KUTIPAN TEKS ::
▬▬▬
Meskipun manuver ULMWP tidak terlampau membikin daya rusak kepada
Indonesia, namun tak urung cukup mengganggu juga di saat Kementerian
Luar Negeri belakangan ini amat memberi priorirtas untuk menjalin
kerjasama-kerjasama strategis dengan negara-negara Pasifik yang notabene
berasal dari etnik Melanesia.
Sejauh ini, di kalangan negara-negara Pasifik, hanya Vanuatu yang
mendukung Papua merdeka, sedangkan Fiji dan negara MSG lainnya tetap
menginginkan Papua tetap dibawah NKRI. Namun, tak pelak lagi aksi
destabilisasi ULMWP tersebut suatu saat bisa sangat merepotkan
pemerintah Indonesia, ketika ada momentum internasional yang tidak
menguntungkan Indonesia. Sekarang memang hanya Vanuatu yang mendukung
Papua merdeka, namun tak ada yang bisa jamin ke depan tidak akan diikuti
oleh negara-negara anggota MSG lainnya.
Selain daripada itu, sikap dan arah kebijakan luar negeri Inggris ke
depan kiranya perlu kita cermati secara terus-menerus. Memang, sekarang
ini Inggris sekadar tidak melarang orang atau kelompok untuk melakukan
aksi unjuk rasa, dengan alasan kebebasan berpendapat di Inggris sangat
dihargai, kecuali jika sebuah gerakan politik telah membuat petisi dan
dibahas dalam parlemen, maka Pemerintah Inggris akan menindak dan
melarangnya. Sejauh ini, IPWP, ULMWP ataupun aktivis Papua merdeka di
Inggris tidak berani melakukan aktivitas politik apapun, kecuali unjuk
rasa kecil-kecilan.
Tapi ya itu tadi. Tak ada jaminan suatu ketika sikap Inggris akan
berubah dari bersikap netral pasif, kemudian mengubah sikapnya menjadi
pro aktif mendukung. Kiranya hal itu seiring dengan pasang-surut
hubungan bilateral Indonesia-Inggris.
▬▬▬
BAGIAN DATA ::
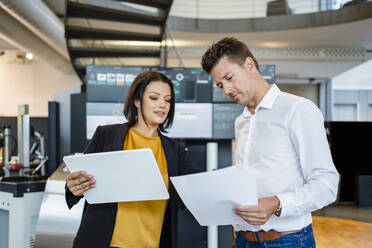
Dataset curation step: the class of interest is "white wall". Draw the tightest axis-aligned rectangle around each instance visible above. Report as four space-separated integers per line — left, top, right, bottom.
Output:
0 51 81 117
332 59 372 90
▬▬▬
INSTRUKSI A ::
Menurut teks tentang ULMWP dan isu Papua, negara Pasifik mana yang sejauh ini mendukung Papua merdeka?
INSTRUKSI B ::
Tolong sebutkan semua nama negara yang muncul dalam teks tentang ULMWP dan isu Papua.
INSTRUKSI C ::
Teruskan teks tentang ULMWP dan sikap negara lain terhadap Papua merdeka, dimulai setelah kalimat terakhirnya.

JAWABAN TERTULIS A ::
Vanuatu.

JAWABAN TERTULIS B ::
Indonesia, Vanuatu, Fiji, Inggris

JAWABAN TERTULIS C ::
Selain dari itu, manuver Presiden NRFPB yang mencoba mencari celah
dengan mengutip pasal 35 ayat 2 piagam PBB disebutkan bahwa Negara yang
bukan anggota PBB bisa mengajukan sengketa ke Majelis Umum PBB dan ke
Dewan Keamanan PBB, tentu saja sekarang dinilai sama sekali tidak masuk
akal. Mengingat secara de fakto pemerintah Indonesia pegang kendali
penuh atas kedaulatan nasional di Papua. Dan resmi merupakan wilayah
kedaulatan NKRI.
Namun demikian hal tersebut tetap harus kita waspadai, karena sekecil
apapun arus gelombang gerakan-gerakan pro Papua Merdeka, suatu ketika
berpotensi untuk membesar jika ada momentum dalam negeri maupun
internasional, yang menciptakan situasi kondusif bagi Papua Merdeka.
Mencermati gerakan ULMWP maupun NRFPB baru-baru ini, setidaknya
mereka-mereka yang menganut agenda politik tersebut, punya skema dan
skenario, dan juga punya jaringan kontak di tingkat internasional.
Meskipun lingkup gerakannya masih belum mengakar di kalangan masyarakat
Papua, dan masih bersifat elitis.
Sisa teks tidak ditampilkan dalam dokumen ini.